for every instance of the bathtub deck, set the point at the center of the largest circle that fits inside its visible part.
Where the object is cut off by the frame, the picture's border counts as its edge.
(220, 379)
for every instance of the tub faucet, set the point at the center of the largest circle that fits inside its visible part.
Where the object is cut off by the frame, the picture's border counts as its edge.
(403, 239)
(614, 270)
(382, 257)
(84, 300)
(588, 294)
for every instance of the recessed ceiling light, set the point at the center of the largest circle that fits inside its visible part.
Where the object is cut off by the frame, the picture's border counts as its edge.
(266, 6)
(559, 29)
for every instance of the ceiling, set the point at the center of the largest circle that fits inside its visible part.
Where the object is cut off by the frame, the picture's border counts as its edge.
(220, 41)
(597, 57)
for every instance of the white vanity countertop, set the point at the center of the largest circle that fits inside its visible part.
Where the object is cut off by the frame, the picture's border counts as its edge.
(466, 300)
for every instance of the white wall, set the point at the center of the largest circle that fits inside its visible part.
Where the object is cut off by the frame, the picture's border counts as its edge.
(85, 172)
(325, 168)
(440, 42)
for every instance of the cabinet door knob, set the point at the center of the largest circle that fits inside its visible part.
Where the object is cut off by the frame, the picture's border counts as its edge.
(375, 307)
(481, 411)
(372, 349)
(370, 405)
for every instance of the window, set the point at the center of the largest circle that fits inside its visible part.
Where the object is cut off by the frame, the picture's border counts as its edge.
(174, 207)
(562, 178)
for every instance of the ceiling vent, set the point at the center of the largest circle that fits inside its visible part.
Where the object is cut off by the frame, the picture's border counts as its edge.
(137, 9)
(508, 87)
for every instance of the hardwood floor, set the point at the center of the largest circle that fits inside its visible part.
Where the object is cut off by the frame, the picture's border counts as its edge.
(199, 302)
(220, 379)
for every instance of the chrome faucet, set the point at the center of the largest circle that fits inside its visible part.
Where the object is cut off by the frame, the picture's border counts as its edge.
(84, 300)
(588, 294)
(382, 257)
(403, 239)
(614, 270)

What is required
Look through the entries for the string "faucet". Every line that has it belongs in the answer.

Expected answer
for every instance of the tub faucet, set the point at the center of the largest circle that fits inside its visible part.
for every instance of the chrome faucet, set the point at the center of the largest circle that fits inside its visible part.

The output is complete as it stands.